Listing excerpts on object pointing
>>>
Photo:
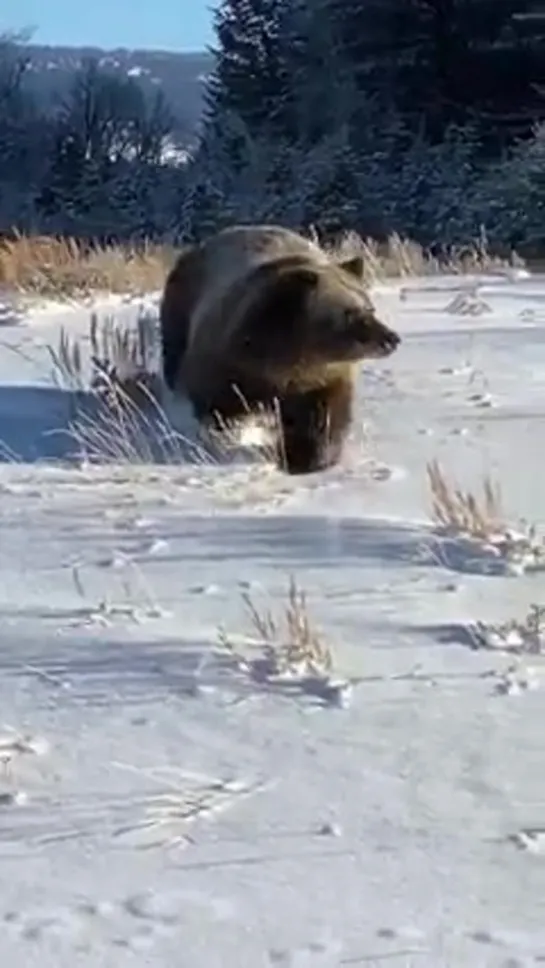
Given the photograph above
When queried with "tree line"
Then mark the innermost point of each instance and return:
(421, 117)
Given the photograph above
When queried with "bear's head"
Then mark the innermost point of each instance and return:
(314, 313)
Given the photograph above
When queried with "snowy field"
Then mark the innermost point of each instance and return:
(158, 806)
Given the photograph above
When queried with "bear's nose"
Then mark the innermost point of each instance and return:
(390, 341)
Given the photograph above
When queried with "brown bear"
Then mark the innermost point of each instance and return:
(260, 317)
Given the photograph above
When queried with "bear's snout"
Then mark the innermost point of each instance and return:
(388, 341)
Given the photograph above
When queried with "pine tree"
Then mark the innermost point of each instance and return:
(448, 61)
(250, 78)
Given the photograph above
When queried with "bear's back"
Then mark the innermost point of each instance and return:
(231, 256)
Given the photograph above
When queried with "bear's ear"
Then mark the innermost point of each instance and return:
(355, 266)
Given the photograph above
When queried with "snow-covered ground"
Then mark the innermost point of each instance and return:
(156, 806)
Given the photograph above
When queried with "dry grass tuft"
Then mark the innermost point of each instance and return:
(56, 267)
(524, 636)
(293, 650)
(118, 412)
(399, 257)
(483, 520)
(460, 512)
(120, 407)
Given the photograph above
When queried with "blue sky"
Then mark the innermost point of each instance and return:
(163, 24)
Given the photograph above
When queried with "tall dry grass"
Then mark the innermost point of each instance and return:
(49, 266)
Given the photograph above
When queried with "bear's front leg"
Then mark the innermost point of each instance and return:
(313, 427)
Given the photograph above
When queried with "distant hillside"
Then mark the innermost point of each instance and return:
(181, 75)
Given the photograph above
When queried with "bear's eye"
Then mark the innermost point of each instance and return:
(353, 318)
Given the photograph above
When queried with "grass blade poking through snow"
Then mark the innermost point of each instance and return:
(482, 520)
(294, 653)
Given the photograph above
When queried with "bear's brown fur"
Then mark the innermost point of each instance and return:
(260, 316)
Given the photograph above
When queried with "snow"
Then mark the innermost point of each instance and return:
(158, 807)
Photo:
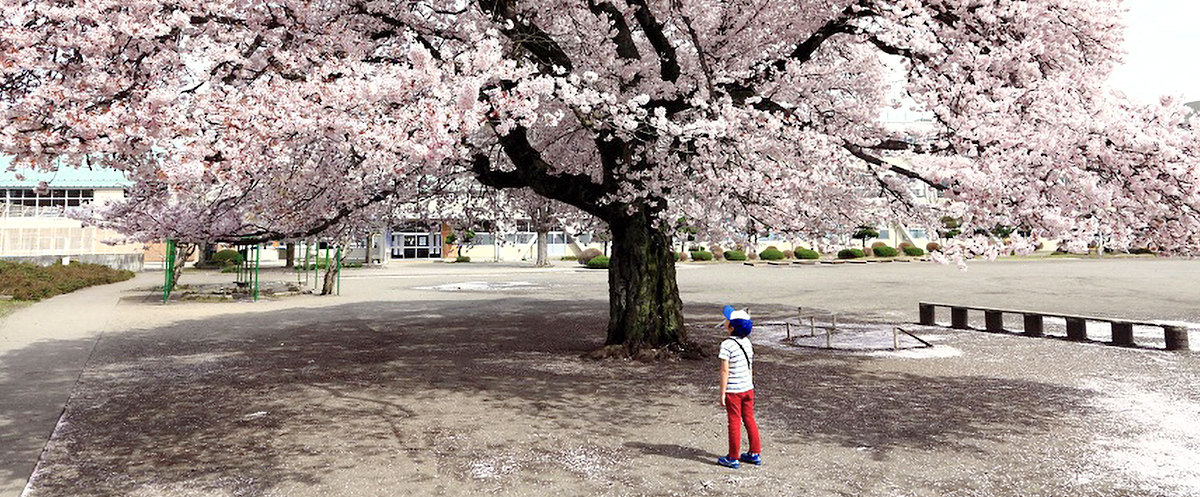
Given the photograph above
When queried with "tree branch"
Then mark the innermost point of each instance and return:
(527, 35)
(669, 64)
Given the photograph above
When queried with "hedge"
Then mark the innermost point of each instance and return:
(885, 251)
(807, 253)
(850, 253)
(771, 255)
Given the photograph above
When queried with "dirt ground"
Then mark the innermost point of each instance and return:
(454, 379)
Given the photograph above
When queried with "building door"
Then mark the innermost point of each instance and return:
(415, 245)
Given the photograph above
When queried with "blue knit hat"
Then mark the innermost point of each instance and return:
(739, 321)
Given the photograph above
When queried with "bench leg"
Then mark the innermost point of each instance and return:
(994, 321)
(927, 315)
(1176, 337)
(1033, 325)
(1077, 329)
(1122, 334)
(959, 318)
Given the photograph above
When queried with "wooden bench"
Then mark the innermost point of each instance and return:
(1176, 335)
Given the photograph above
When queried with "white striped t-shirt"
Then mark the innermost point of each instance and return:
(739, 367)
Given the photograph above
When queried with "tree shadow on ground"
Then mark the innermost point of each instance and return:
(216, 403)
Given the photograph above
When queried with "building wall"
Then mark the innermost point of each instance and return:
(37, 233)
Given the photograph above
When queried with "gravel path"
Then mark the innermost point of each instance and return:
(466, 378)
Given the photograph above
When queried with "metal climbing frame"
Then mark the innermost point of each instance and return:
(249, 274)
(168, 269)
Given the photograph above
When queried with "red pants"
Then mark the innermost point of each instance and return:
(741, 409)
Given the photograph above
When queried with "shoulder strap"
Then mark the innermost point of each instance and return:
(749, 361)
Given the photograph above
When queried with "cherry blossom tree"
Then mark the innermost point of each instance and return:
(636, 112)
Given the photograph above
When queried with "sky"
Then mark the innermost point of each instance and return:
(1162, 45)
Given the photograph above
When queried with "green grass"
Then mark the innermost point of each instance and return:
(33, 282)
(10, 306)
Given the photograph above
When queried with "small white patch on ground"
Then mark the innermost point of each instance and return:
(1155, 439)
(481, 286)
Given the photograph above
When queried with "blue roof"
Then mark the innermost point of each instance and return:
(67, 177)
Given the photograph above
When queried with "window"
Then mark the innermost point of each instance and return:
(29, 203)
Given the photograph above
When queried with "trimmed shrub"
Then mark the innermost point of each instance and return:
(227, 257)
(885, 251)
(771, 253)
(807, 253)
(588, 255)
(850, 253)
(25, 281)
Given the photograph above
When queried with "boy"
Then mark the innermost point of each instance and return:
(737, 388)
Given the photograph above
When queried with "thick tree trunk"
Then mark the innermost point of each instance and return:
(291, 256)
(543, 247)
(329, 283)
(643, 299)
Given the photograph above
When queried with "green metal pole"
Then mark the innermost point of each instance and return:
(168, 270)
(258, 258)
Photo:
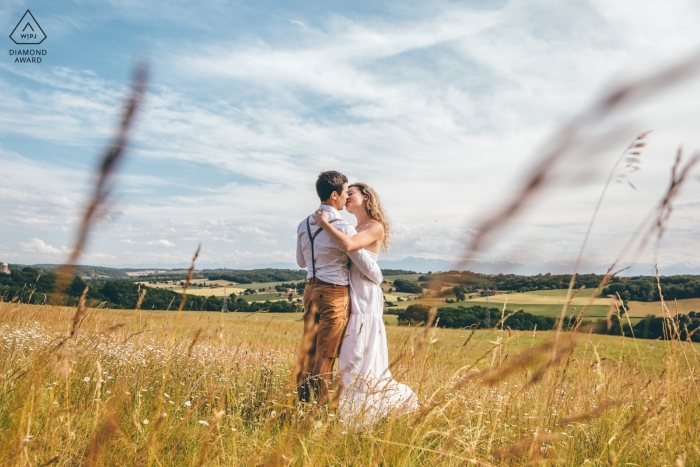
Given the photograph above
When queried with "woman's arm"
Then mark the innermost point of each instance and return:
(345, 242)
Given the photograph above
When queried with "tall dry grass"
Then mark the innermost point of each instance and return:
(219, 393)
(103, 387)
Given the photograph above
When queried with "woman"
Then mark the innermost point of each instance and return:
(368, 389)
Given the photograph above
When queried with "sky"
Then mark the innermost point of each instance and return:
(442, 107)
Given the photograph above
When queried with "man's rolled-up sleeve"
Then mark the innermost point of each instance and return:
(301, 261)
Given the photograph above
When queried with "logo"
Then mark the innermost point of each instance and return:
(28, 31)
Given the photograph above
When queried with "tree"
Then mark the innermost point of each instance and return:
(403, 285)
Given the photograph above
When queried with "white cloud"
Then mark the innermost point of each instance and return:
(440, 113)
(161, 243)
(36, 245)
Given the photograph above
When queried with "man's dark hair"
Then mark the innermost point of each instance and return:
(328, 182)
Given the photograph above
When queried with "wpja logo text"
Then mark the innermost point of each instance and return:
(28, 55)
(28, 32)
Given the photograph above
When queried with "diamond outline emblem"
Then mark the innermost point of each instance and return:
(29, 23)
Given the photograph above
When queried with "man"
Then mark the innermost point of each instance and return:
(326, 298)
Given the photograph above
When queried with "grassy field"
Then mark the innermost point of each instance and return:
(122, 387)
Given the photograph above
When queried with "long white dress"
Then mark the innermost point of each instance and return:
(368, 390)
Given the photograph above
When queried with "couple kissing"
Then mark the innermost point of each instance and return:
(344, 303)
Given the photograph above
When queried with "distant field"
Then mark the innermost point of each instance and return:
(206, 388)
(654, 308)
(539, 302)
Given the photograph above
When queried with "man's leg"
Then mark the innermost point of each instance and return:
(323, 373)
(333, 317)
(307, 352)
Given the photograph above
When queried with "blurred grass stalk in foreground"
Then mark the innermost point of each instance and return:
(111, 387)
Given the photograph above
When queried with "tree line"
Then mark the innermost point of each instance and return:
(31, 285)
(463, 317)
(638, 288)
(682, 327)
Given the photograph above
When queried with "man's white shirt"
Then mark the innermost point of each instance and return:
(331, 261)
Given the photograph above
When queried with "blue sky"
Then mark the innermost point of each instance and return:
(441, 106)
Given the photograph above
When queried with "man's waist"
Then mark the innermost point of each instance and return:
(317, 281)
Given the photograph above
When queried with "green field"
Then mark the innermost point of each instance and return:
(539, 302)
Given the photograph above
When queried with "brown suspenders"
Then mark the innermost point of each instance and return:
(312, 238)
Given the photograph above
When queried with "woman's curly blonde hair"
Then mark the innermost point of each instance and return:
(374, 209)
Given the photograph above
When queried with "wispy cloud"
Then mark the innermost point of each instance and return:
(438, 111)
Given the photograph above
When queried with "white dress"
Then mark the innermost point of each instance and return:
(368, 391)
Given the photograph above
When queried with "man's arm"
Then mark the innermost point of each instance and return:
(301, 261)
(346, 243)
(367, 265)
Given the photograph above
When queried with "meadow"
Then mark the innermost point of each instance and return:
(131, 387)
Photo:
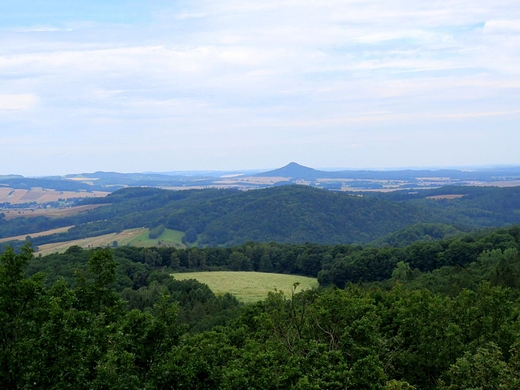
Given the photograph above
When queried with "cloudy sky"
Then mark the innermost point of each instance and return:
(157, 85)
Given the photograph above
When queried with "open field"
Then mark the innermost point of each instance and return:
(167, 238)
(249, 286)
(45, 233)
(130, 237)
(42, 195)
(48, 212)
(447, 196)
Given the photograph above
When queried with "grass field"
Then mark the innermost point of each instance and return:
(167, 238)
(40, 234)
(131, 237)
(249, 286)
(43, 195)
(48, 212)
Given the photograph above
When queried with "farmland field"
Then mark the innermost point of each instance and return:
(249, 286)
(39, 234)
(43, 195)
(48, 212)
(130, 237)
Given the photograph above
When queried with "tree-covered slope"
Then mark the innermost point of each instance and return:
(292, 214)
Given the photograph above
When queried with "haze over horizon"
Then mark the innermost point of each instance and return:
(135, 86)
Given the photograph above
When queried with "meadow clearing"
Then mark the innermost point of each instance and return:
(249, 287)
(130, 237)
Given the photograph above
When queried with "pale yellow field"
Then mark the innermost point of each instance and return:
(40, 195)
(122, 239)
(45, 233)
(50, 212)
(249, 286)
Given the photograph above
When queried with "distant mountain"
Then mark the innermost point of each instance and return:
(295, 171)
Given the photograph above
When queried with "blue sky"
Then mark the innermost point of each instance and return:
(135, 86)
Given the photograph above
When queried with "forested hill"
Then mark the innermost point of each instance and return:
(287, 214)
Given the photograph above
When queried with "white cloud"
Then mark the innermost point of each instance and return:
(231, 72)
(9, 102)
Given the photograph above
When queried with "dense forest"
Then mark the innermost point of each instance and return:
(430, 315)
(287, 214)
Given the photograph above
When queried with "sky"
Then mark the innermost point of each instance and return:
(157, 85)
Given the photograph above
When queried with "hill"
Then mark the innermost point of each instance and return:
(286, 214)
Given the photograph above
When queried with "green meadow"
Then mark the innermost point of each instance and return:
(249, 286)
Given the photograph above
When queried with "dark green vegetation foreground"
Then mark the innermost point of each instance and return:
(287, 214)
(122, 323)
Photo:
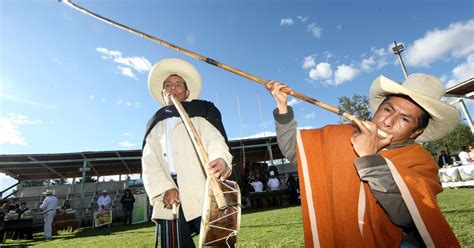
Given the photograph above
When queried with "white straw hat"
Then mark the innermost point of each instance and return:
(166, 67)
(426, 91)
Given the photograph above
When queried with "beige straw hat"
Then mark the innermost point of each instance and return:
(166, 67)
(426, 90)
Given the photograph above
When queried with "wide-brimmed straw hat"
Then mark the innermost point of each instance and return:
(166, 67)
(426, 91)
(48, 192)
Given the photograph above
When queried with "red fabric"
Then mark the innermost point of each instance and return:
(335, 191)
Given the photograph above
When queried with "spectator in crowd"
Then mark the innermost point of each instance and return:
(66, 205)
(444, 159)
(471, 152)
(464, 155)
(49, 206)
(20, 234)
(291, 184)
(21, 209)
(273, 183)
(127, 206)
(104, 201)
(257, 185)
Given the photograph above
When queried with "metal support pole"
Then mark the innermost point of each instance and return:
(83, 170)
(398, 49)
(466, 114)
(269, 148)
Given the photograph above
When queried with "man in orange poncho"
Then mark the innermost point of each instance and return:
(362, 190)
<<<
• Exercise prompt: Please select every line of the listing above that contains the string "dark", treating uppercase and lowercase as different, and copy those lines.

• Task response:
When queried with "man's dark hair"
When queried with "dark green vegetation foreground"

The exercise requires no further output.